== Exercise objective ==
Your task is to repeat all of the data exactly while excluding the pictures.

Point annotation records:
···
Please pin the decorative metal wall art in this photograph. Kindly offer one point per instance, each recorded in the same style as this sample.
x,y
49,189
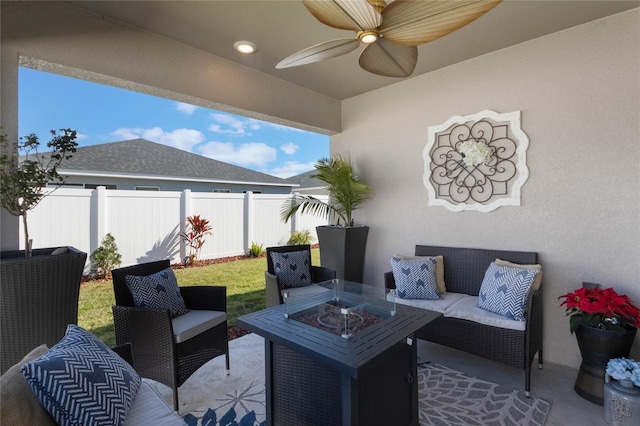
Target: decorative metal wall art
x,y
476,162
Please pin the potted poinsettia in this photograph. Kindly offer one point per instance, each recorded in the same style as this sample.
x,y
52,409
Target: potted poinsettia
···
== Full solution ==
Please pin the decorative metal wall art in this photograph. Kindly offer one point per instance, each recorded in the same style as this sample.
x,y
49,189
Target: decorative metal wall art
x,y
476,162
Please pin the potted poinsettia in this photograph. Kindly offer one point per instance, each recorded in the same style as this sample.
x,y
52,409
Target: potted poinsettia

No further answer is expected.